● **TEXT EXTRACT**
## BEGIN

It might seem too easy to observe that Brady Corbet’s “The Brutalist” — a 215-minute slab of a film that spans 30 years in the life of Hungarian-Jewish architect and Holocaust survivor László Tóth (Adrien Brody), who flees to America in the hopes of building a better future — has been constructed to embody the aesthetics of its title character. Shot in VistaVision and projected on 300lbs.’ worth of 70mm film stock, Corbet’s epic draws a perfectly self-evident connection between the weight of its raw material and that of the concrete monolith Tóth creates over the course of the story, and the same could be said of its minimalistic framing, its bone-deep aversion to nostalgia, and, most of all, the movie’s efforts to reveal the soul of its subject through the geometry of its design.

## END

● **EXERCISE TASKS**
1. Which names of people, real or fictional, appear in the film review?
2. How long does the film review say "The Brutalist" runs?
3. Write out the film review, starting at "It might seem" and ending at "of its design.".
You won't need the records for any of this.

● **ROWS**
## BEGIN

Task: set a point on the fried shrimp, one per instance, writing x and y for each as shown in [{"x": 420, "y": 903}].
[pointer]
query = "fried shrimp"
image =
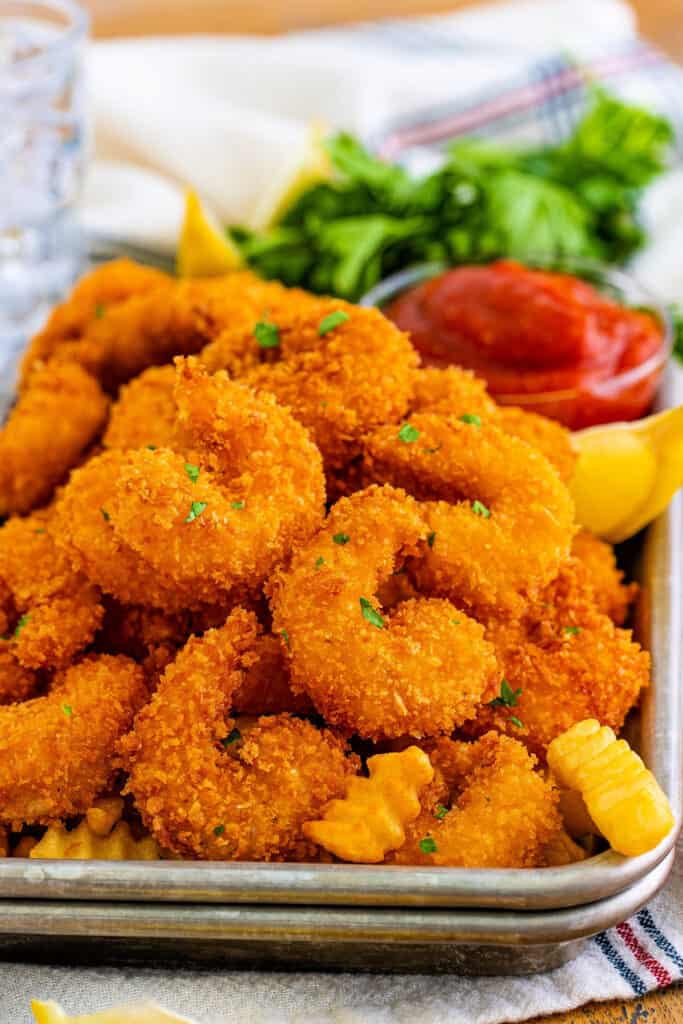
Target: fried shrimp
[
  {"x": 57, "y": 752},
  {"x": 612, "y": 596},
  {"x": 245, "y": 486},
  {"x": 176, "y": 318},
  {"x": 52, "y": 612},
  {"x": 342, "y": 370},
  {"x": 568, "y": 662},
  {"x": 486, "y": 807},
  {"x": 96, "y": 293},
  {"x": 203, "y": 791},
  {"x": 47, "y": 431},
  {"x": 500, "y": 519},
  {"x": 422, "y": 669},
  {"x": 458, "y": 392}
]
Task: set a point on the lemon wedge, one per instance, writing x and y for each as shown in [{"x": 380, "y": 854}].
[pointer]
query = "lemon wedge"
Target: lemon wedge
[
  {"x": 305, "y": 168},
  {"x": 50, "y": 1013},
  {"x": 204, "y": 249},
  {"x": 627, "y": 473}
]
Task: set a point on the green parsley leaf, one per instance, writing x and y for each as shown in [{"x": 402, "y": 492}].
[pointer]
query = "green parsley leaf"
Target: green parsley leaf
[
  {"x": 332, "y": 321},
  {"x": 508, "y": 696},
  {"x": 479, "y": 509},
  {"x": 267, "y": 335},
  {"x": 196, "y": 510},
  {"x": 371, "y": 614},
  {"x": 232, "y": 736},
  {"x": 408, "y": 433},
  {"x": 22, "y": 623}
]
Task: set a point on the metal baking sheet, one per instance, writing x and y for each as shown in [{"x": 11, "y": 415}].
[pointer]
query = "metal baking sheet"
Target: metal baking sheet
[{"x": 355, "y": 885}]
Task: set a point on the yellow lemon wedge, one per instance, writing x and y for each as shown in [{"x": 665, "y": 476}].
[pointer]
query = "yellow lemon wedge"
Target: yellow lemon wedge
[
  {"x": 51, "y": 1013},
  {"x": 305, "y": 168},
  {"x": 204, "y": 249},
  {"x": 627, "y": 473}
]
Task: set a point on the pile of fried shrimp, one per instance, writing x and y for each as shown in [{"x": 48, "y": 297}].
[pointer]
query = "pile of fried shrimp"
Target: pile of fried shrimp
[{"x": 258, "y": 564}]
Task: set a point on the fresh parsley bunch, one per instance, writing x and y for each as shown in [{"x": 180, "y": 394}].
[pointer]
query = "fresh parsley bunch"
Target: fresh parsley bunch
[{"x": 579, "y": 199}]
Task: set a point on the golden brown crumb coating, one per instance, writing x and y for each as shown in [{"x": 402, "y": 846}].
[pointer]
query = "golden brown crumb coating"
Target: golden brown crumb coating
[
  {"x": 57, "y": 752},
  {"x": 206, "y": 790},
  {"x": 487, "y": 807},
  {"x": 421, "y": 669}
]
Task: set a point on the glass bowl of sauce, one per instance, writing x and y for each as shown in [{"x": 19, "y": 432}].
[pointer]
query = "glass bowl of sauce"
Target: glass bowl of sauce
[{"x": 582, "y": 344}]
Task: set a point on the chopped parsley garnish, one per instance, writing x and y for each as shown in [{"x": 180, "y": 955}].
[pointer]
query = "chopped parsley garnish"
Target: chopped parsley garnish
[
  {"x": 22, "y": 623},
  {"x": 508, "y": 696},
  {"x": 267, "y": 335},
  {"x": 332, "y": 321},
  {"x": 371, "y": 614},
  {"x": 196, "y": 510},
  {"x": 408, "y": 433},
  {"x": 231, "y": 737}
]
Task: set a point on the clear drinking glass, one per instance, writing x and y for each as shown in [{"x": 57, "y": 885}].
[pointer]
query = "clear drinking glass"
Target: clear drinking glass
[{"x": 42, "y": 157}]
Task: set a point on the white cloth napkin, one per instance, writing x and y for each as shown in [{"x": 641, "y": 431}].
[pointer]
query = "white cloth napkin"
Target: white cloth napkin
[{"x": 224, "y": 116}]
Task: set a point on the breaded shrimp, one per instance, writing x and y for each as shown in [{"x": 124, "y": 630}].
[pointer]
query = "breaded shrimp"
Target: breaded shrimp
[
  {"x": 177, "y": 318},
  {"x": 47, "y": 431},
  {"x": 458, "y": 392},
  {"x": 612, "y": 596},
  {"x": 54, "y": 611},
  {"x": 569, "y": 662},
  {"x": 204, "y": 791},
  {"x": 94, "y": 295},
  {"x": 245, "y": 487},
  {"x": 487, "y": 807},
  {"x": 341, "y": 369},
  {"x": 423, "y": 669},
  {"x": 57, "y": 752},
  {"x": 500, "y": 519}
]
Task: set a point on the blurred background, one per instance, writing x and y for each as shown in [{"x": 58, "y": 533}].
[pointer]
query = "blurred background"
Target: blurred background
[{"x": 660, "y": 20}]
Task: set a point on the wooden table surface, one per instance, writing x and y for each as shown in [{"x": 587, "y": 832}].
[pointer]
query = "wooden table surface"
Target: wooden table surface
[{"x": 660, "y": 20}]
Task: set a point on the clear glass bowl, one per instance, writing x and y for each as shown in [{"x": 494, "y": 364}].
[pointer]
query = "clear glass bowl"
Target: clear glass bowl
[{"x": 626, "y": 395}]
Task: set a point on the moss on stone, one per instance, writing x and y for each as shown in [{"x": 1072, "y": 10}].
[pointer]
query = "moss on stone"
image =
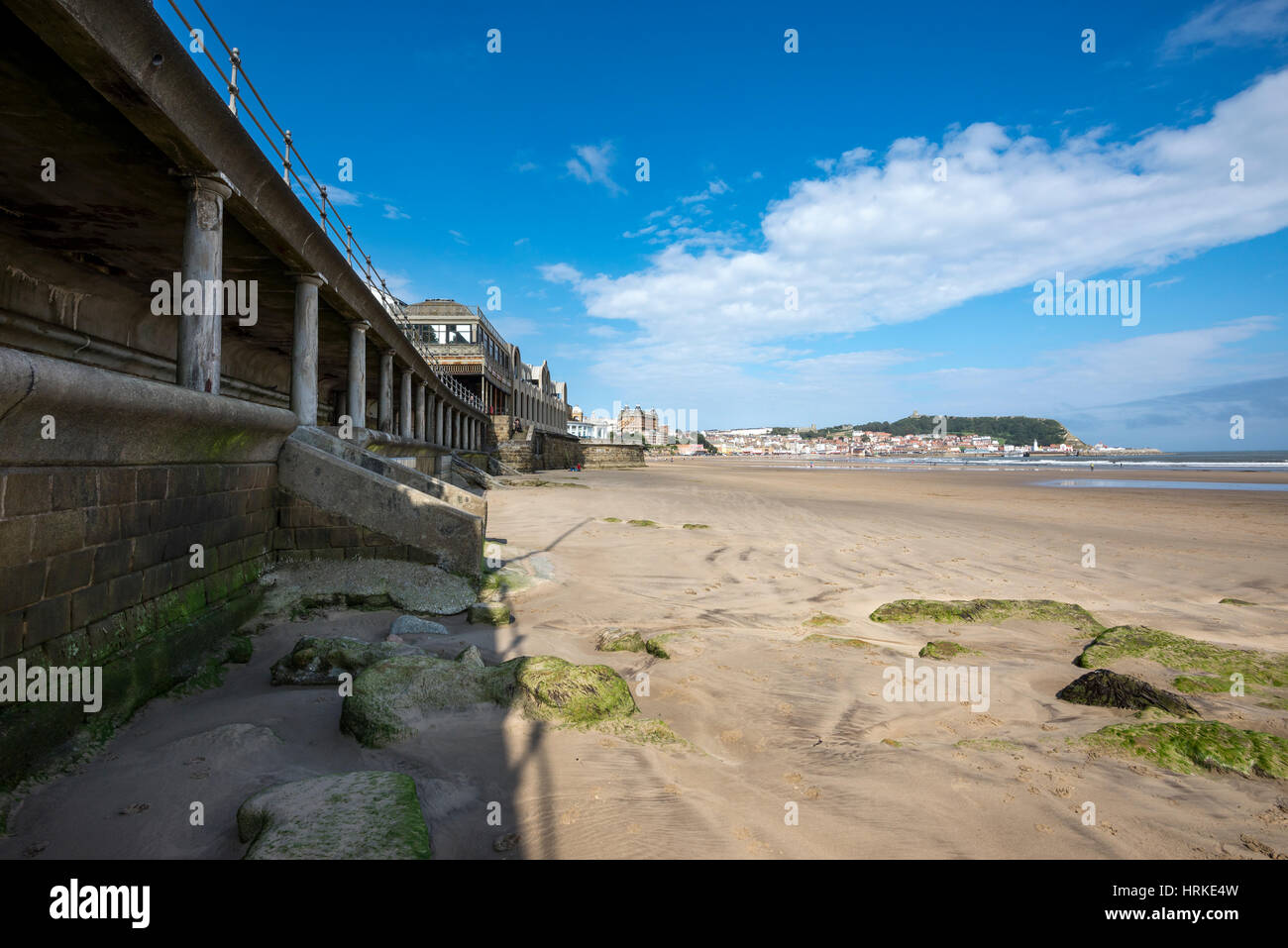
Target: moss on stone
[
  {"x": 390, "y": 697},
  {"x": 1179, "y": 653},
  {"x": 648, "y": 730},
  {"x": 1199, "y": 685},
  {"x": 321, "y": 661},
  {"x": 552, "y": 687},
  {"x": 370, "y": 814},
  {"x": 1189, "y": 747},
  {"x": 987, "y": 610},
  {"x": 836, "y": 642},
  {"x": 944, "y": 649},
  {"x": 489, "y": 613},
  {"x": 630, "y": 640},
  {"x": 501, "y": 583},
  {"x": 240, "y": 649},
  {"x": 822, "y": 618},
  {"x": 990, "y": 743}
]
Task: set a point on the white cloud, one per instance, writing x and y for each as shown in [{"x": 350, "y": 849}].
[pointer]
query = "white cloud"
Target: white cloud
[
  {"x": 559, "y": 273},
  {"x": 340, "y": 197},
  {"x": 885, "y": 244},
  {"x": 514, "y": 326},
  {"x": 713, "y": 188},
  {"x": 592, "y": 163},
  {"x": 1231, "y": 24}
]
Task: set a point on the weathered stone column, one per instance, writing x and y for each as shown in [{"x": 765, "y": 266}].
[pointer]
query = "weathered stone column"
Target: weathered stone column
[
  {"x": 202, "y": 261},
  {"x": 385, "y": 417},
  {"x": 304, "y": 348},
  {"x": 359, "y": 372},
  {"x": 404, "y": 420}
]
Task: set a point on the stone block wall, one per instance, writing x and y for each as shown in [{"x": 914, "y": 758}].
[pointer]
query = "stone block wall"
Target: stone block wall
[
  {"x": 97, "y": 571},
  {"x": 305, "y": 531},
  {"x": 554, "y": 453},
  {"x": 80, "y": 546},
  {"x": 612, "y": 455}
]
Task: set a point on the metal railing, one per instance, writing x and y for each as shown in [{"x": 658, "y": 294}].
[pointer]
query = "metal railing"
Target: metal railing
[{"x": 329, "y": 215}]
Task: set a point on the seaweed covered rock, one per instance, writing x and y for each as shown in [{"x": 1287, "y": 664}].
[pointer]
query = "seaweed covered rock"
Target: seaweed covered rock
[
  {"x": 368, "y": 814},
  {"x": 550, "y": 687},
  {"x": 943, "y": 649},
  {"x": 1104, "y": 687},
  {"x": 629, "y": 640},
  {"x": 415, "y": 625},
  {"x": 317, "y": 661},
  {"x": 1189, "y": 747},
  {"x": 987, "y": 610},
  {"x": 1185, "y": 655},
  {"x": 391, "y": 699},
  {"x": 489, "y": 613}
]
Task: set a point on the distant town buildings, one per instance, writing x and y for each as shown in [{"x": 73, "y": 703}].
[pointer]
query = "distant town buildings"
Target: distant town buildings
[
  {"x": 863, "y": 443},
  {"x": 631, "y": 427}
]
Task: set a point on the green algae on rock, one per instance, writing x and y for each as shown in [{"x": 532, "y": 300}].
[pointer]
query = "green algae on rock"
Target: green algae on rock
[
  {"x": 836, "y": 640},
  {"x": 374, "y": 582},
  {"x": 489, "y": 613},
  {"x": 390, "y": 698},
  {"x": 318, "y": 661},
  {"x": 629, "y": 640},
  {"x": 1104, "y": 687},
  {"x": 987, "y": 610},
  {"x": 1190, "y": 747},
  {"x": 368, "y": 814},
  {"x": 1185, "y": 655},
  {"x": 240, "y": 649},
  {"x": 822, "y": 618},
  {"x": 943, "y": 649}
]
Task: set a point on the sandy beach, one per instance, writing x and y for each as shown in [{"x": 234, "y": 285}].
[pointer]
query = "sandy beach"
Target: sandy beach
[{"x": 769, "y": 723}]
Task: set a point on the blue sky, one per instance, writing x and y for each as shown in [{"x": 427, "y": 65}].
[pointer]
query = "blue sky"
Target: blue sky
[{"x": 811, "y": 171}]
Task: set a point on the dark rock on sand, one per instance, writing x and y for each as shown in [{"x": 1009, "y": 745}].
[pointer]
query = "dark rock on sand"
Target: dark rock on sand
[{"x": 1104, "y": 687}]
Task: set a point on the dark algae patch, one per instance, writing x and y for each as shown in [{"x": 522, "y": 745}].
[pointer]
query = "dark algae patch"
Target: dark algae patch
[{"x": 1104, "y": 687}]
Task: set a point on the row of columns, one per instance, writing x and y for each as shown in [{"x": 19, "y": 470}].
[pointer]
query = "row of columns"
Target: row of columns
[
  {"x": 532, "y": 407},
  {"x": 421, "y": 416}
]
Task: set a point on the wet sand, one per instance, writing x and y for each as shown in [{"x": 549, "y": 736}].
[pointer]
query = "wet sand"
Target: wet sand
[{"x": 768, "y": 719}]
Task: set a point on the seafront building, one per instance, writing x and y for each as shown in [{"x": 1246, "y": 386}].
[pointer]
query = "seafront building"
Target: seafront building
[{"x": 469, "y": 348}]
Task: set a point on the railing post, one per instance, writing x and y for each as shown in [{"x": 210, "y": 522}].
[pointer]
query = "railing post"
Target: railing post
[{"x": 235, "y": 58}]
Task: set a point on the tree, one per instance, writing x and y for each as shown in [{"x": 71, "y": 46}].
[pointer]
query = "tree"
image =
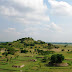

## END

● **ANSWERS TO THE TASKS**
1. Brady Corbet, László Tóth, Adrien Brody

2. 215 minutes.

3.
It might seem too easy to observe that Brady Corbet’s “The Brutalist” — a 215-minute slab of a film that spans 30 years in the life of Hungarian-Jewish architect and Holocaust survivor László Tóth (Adrien Brody), who flees to America in the hopes of building a better future — has been constructed to embody the aesthetics of its title character. Shot in VistaVision and projected on 300lbs.’ worth of 70mm film stock, Corbet’s epic draws a perfectly self-evident connection between the weight of its raw material and that of the concrete monolith Tóth creates over the course of the story, and the same could be said of its minimalistic framing, its bone-deep aversion to nostalgia, and, most of all, the movie’s efforts to reveal the soul of its subject through the geometry of its design.